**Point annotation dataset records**
.....

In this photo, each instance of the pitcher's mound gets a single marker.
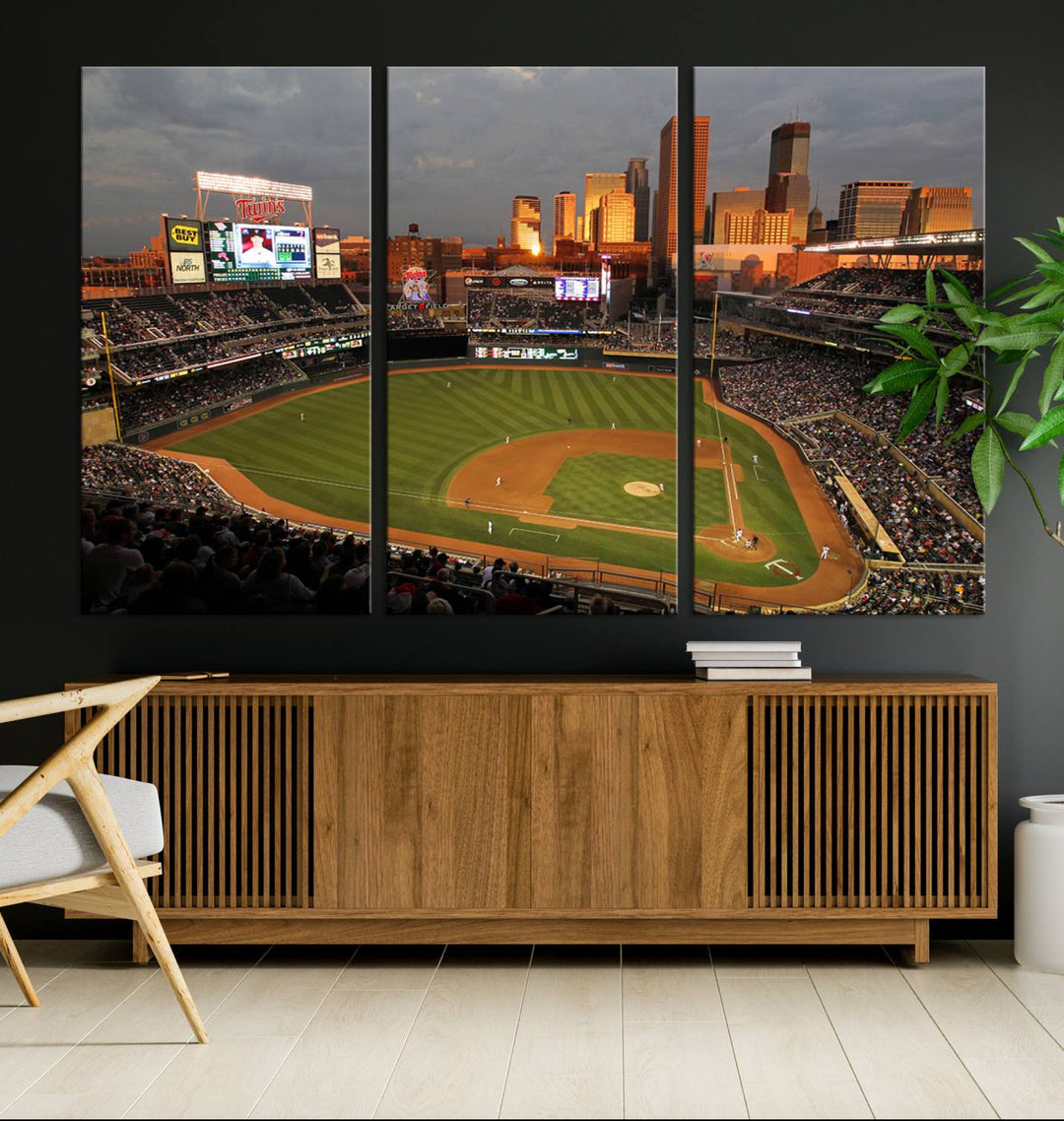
(721, 541)
(641, 489)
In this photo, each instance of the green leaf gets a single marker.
(1053, 378)
(1015, 335)
(911, 338)
(1046, 294)
(988, 468)
(1034, 248)
(1048, 428)
(902, 374)
(1052, 270)
(1017, 373)
(965, 427)
(964, 308)
(957, 359)
(941, 397)
(903, 313)
(1020, 423)
(919, 407)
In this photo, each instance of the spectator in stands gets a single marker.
(271, 590)
(112, 569)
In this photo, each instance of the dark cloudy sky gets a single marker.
(919, 123)
(462, 141)
(147, 130)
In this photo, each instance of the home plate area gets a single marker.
(641, 489)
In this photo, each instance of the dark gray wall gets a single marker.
(1018, 643)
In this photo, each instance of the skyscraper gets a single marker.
(871, 208)
(617, 218)
(595, 185)
(636, 183)
(565, 216)
(737, 201)
(788, 179)
(525, 224)
(933, 210)
(665, 198)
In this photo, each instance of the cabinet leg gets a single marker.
(922, 945)
(140, 947)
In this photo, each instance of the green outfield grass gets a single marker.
(439, 419)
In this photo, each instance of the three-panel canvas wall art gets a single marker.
(536, 248)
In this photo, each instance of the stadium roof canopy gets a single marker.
(952, 241)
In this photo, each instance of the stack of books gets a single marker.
(749, 661)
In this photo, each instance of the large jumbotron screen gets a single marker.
(253, 252)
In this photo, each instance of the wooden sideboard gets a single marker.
(319, 810)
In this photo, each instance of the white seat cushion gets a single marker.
(54, 838)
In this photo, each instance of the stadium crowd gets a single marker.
(900, 591)
(922, 529)
(159, 401)
(796, 380)
(902, 284)
(145, 319)
(160, 537)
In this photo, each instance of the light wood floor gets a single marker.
(552, 1032)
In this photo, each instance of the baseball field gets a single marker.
(537, 463)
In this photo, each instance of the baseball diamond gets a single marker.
(542, 448)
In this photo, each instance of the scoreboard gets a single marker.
(585, 289)
(245, 252)
(529, 354)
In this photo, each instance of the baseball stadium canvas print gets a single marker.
(532, 389)
(225, 341)
(833, 200)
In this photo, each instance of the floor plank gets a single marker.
(341, 1064)
(33, 1039)
(455, 1061)
(282, 993)
(681, 1069)
(221, 1080)
(95, 1081)
(789, 1059)
(153, 1016)
(567, 1055)
(901, 1061)
(391, 967)
(976, 1013)
(1040, 993)
(669, 983)
(1023, 1088)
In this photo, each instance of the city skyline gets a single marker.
(147, 129)
(924, 123)
(453, 164)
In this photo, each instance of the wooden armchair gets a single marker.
(54, 860)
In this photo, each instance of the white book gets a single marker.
(739, 664)
(744, 647)
(802, 674)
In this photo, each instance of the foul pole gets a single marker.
(106, 351)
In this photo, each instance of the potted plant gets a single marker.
(931, 371)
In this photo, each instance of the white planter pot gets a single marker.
(1039, 885)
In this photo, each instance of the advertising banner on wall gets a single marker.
(184, 250)
(326, 253)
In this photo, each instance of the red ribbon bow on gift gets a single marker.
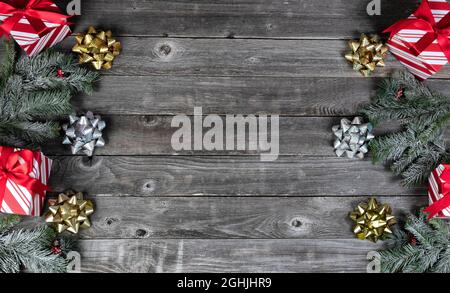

.....

**The task**
Pick out every row above that contains the string "wall", treating uppercase and lowercase letters as different. Copy each of those rows in full.

**Written response**
In this photo, each instance of the dark gray wall gets a single marker.
In this photo, each instance of the three-panel canvas wall art gets a single marker.
In this photo, each instance of the advertising banner on wall gets a single marker.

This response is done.